__Aim__: Pull out every line of the rows below that contains the word "stone", and copy each such line in full.

__Data supplied__:
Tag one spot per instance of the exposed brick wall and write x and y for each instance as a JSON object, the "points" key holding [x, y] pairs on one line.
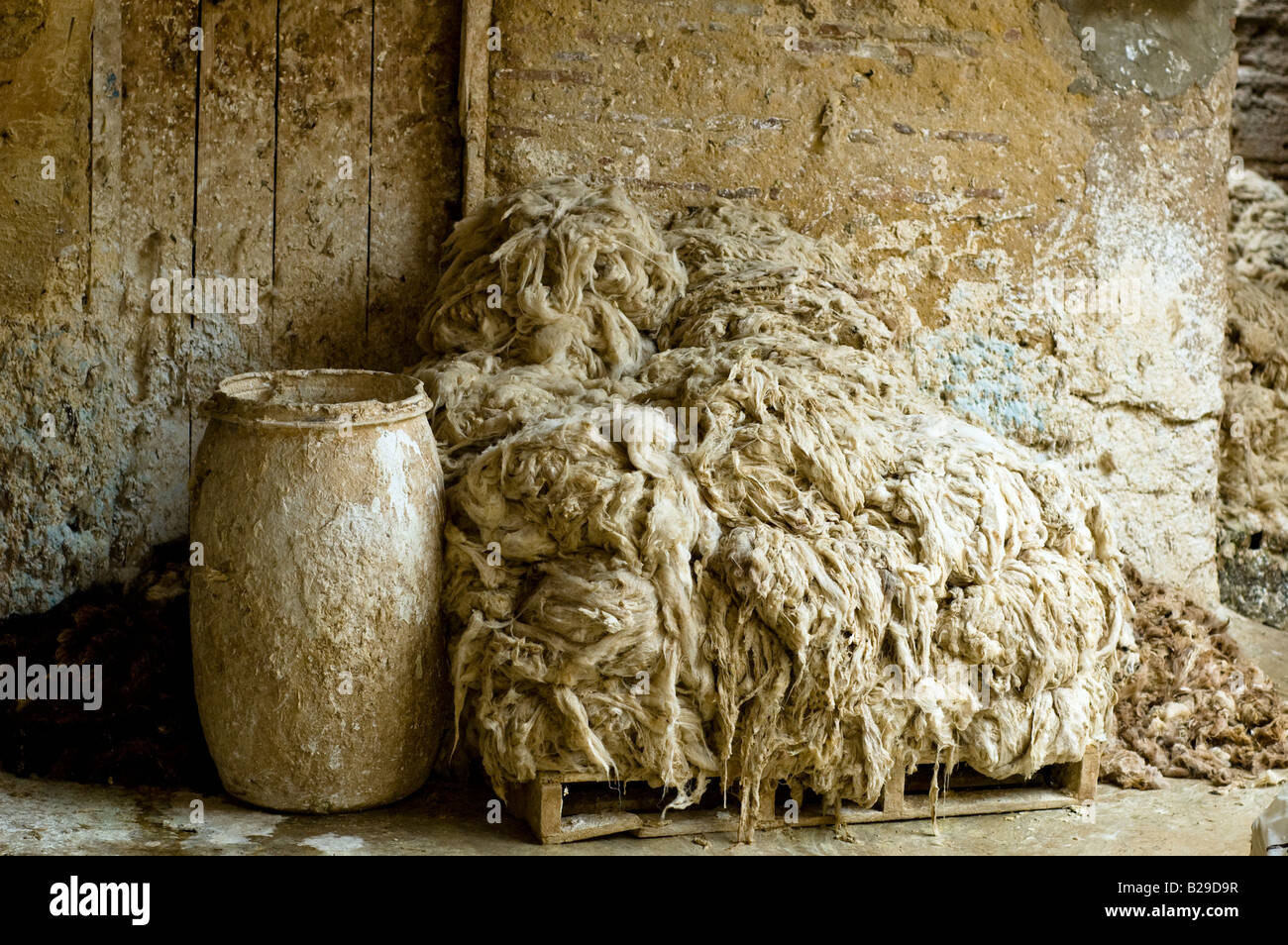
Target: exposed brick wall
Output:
{"points": [[1261, 98], [964, 153]]}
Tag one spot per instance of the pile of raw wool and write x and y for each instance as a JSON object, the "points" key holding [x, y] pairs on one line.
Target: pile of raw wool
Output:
{"points": [[699, 527], [1254, 425], [1194, 707]]}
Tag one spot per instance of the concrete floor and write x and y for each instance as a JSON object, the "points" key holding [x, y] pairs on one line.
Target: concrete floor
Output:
{"points": [[1188, 817], [60, 817]]}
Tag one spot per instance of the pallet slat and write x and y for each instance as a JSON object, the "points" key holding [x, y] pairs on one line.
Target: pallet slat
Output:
{"points": [[541, 803]]}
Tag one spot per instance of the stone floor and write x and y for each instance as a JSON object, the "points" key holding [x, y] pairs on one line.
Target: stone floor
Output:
{"points": [[62, 817]]}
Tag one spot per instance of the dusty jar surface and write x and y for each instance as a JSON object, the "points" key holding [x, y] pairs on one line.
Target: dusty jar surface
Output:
{"points": [[317, 498]]}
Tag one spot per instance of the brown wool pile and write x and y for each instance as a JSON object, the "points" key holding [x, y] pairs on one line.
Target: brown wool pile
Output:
{"points": [[147, 730], [1193, 707]]}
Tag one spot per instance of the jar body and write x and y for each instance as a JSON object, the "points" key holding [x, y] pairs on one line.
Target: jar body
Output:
{"points": [[317, 656]]}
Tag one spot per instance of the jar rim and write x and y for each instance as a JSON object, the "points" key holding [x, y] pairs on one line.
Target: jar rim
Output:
{"points": [[317, 398]]}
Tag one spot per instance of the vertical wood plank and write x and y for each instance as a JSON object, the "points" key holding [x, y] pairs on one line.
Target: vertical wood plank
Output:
{"points": [[475, 99], [54, 528], [323, 138], [233, 235], [158, 140], [415, 167]]}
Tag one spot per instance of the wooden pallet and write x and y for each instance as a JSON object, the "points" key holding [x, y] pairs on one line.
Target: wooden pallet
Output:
{"points": [[565, 807]]}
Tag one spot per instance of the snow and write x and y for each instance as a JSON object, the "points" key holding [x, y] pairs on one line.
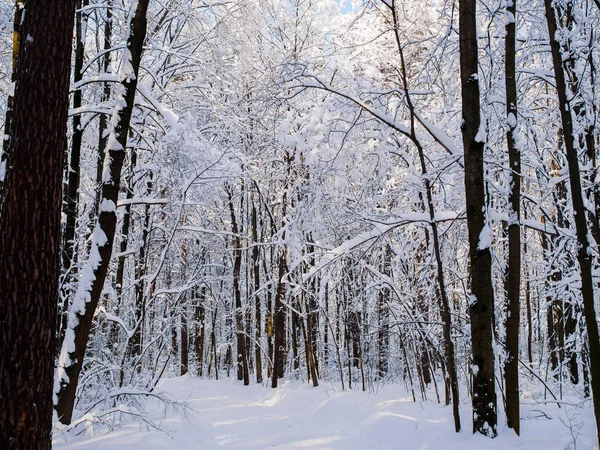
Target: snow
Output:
{"points": [[485, 238], [227, 415]]}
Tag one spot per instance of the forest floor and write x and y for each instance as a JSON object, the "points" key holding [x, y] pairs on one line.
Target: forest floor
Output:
{"points": [[227, 415]]}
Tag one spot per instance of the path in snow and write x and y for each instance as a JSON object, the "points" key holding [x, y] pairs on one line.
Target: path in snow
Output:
{"points": [[228, 415]]}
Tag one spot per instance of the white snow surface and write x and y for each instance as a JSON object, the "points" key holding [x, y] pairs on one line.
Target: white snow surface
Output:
{"points": [[227, 415]]}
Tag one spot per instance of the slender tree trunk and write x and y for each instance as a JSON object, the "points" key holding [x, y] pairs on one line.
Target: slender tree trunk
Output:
{"points": [[103, 131], [383, 314], [200, 331], [184, 344], [280, 309], [30, 224], [242, 357], [481, 303], [90, 288], [513, 275], [583, 253]]}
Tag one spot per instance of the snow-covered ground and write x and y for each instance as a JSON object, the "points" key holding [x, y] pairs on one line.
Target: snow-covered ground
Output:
{"points": [[227, 415]]}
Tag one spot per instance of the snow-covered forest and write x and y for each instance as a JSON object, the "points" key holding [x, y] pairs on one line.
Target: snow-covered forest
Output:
{"points": [[387, 200]]}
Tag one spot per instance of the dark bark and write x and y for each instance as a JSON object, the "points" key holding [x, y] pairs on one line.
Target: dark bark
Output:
{"points": [[280, 311], [257, 299], [103, 124], [74, 170], [106, 223], [30, 224], [383, 315], [200, 331], [242, 357], [17, 23], [183, 366], [584, 252], [513, 271], [481, 303]]}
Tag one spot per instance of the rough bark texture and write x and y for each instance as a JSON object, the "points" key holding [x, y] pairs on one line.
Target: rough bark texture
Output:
{"points": [[583, 254], [481, 304], [107, 218], [30, 225], [513, 275]]}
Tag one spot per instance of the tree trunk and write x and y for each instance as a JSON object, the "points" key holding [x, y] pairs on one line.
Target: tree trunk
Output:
{"points": [[200, 331], [242, 357], [92, 282], [17, 24], [583, 253], [481, 302], [513, 272], [256, 277], [30, 224]]}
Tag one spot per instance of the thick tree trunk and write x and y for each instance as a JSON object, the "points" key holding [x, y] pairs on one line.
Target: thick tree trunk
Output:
{"points": [[30, 224], [513, 272], [73, 170], [481, 302], [584, 252], [17, 24], [92, 282]]}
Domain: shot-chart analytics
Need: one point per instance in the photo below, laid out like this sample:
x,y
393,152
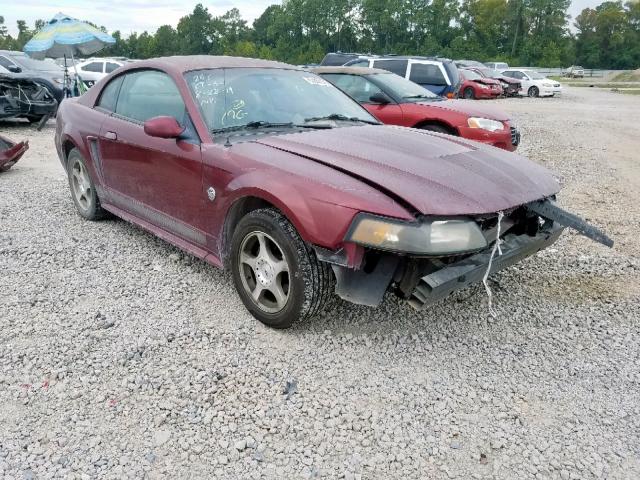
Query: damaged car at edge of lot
x,y
397,101
11,152
274,173
24,98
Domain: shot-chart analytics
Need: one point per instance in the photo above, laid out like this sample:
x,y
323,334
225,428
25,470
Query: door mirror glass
x,y
163,127
380,98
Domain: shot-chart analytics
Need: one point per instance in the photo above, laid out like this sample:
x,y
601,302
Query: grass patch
x,y
629,92
601,85
630,76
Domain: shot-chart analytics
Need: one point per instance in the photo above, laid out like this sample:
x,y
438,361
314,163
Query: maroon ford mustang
x,y
273,172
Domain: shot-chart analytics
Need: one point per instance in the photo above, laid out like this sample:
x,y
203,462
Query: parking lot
x,y
122,356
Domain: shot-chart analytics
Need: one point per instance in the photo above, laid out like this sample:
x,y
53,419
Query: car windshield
x,y
403,88
28,63
490,72
536,76
263,97
471,75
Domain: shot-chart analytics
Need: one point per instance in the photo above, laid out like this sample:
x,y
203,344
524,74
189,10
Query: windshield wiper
x,y
253,125
339,116
264,124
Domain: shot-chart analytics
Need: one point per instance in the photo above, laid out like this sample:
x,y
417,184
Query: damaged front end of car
x,y
24,98
426,261
10,152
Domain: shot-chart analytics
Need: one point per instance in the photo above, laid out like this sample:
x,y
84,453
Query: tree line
x,y
520,32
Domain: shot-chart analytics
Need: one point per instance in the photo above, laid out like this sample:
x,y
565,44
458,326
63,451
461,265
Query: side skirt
x,y
165,235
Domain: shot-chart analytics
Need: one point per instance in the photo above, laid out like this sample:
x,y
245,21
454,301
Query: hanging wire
x,y
496,248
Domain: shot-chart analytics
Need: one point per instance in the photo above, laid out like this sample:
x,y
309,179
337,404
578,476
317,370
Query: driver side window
x,y
149,93
358,88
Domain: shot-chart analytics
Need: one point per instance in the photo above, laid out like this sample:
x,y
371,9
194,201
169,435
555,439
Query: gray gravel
x,y
121,356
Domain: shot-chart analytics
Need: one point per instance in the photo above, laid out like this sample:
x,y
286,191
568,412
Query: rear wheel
x,y
83,190
277,275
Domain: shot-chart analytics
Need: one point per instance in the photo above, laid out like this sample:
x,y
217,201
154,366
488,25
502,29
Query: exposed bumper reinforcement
x,y
439,284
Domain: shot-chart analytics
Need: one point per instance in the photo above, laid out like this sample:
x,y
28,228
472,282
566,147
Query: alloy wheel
x,y
81,185
264,271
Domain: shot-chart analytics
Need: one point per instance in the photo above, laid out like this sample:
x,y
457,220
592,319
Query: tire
x,y
435,128
33,118
257,268
83,190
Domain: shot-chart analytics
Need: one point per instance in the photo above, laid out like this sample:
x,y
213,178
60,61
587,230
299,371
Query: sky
x,y
139,15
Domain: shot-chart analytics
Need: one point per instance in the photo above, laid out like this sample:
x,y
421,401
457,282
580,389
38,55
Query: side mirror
x,y
163,127
380,98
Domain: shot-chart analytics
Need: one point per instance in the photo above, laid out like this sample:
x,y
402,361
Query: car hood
x,y
508,80
433,173
486,81
471,108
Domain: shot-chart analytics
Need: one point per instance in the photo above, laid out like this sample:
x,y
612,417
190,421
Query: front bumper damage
x,y
424,281
10,152
25,98
452,277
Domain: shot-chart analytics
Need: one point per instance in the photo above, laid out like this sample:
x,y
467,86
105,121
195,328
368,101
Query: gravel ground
x,y
121,356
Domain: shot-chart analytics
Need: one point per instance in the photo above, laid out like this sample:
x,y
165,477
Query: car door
x,y
361,90
523,78
429,74
156,179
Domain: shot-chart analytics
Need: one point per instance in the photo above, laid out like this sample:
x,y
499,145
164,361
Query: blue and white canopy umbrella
x,y
65,36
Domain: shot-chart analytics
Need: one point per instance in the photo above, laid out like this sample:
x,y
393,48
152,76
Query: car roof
x,y
187,63
350,70
13,53
412,57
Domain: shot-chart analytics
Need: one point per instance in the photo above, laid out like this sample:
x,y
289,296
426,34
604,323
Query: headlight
x,y
429,238
485,124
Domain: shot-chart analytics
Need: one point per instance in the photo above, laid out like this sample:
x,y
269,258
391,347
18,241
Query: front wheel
x,y
83,190
277,275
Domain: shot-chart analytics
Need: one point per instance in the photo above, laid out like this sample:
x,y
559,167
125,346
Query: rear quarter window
x,y
424,73
150,93
111,67
109,96
93,67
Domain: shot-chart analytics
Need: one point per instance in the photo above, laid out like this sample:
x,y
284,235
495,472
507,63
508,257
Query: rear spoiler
x,y
549,210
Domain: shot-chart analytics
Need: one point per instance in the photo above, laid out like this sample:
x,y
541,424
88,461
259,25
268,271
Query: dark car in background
x,y
438,75
468,64
25,98
273,172
396,101
46,72
475,87
336,59
510,86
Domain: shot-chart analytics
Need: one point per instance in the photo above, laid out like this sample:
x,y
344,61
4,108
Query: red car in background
x,y
510,86
271,171
474,86
397,101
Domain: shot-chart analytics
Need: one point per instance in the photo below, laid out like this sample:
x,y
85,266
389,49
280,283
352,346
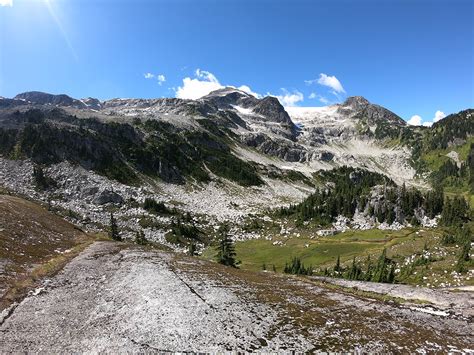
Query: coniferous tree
x,y
140,238
192,249
225,249
113,229
337,267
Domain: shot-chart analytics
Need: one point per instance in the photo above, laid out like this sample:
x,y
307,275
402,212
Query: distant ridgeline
x,y
121,150
348,190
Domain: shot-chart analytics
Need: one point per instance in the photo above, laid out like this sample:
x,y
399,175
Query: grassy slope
x,y
323,251
34,243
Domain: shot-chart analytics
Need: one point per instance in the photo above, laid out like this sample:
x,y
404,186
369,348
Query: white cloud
x,y
415,120
439,115
203,83
332,82
195,88
288,98
323,100
161,78
247,89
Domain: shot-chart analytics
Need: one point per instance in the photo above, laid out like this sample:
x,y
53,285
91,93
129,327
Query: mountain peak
x,y
228,90
356,101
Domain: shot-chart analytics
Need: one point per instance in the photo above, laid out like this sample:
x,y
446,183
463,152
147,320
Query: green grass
x,y
322,252
319,252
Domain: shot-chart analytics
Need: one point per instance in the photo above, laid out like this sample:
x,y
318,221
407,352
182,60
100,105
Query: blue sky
x,y
413,57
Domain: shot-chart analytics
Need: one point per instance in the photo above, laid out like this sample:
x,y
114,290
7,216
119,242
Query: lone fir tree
x,y
113,229
225,249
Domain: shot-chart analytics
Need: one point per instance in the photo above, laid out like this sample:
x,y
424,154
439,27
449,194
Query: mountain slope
x,y
224,156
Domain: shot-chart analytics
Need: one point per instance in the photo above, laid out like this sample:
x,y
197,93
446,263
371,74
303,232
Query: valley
x,y
352,231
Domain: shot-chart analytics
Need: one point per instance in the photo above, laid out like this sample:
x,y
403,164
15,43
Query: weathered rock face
x,y
107,196
186,132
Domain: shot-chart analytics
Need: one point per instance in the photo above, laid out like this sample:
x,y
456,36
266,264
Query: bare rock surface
x,y
119,298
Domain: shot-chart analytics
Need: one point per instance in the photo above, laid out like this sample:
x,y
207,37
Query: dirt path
x,y
119,298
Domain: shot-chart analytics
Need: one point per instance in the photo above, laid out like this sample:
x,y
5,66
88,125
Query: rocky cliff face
x,y
224,156
308,139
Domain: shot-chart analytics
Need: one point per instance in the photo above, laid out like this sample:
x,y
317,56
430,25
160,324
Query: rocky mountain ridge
x,y
224,156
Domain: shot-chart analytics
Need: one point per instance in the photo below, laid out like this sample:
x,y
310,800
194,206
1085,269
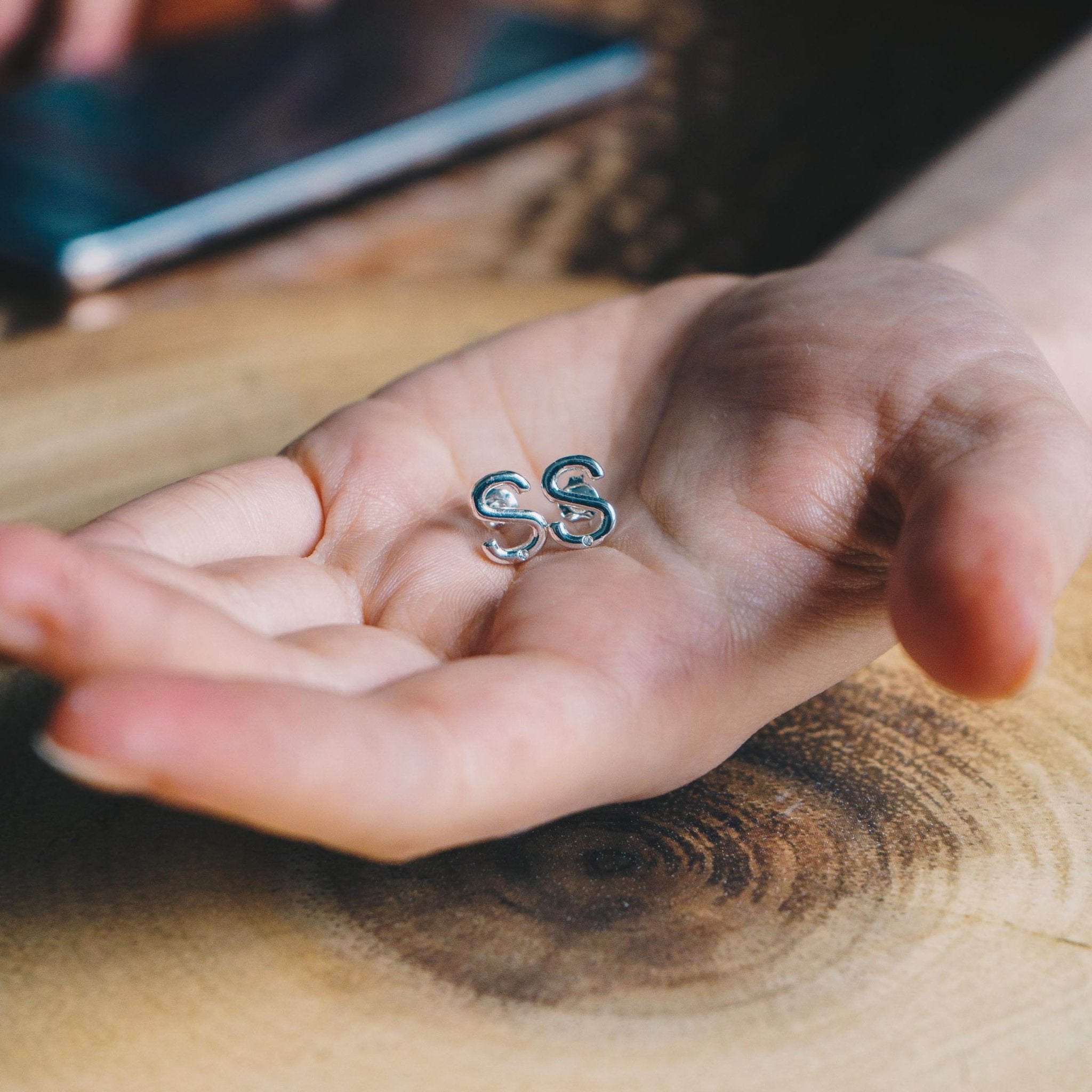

__Written reply__:
Tag one spot per instance of the stone floor and write x and y for each instance as a JSON object, the "points" key holding [x, y] pairs on one line.
Target: stone floor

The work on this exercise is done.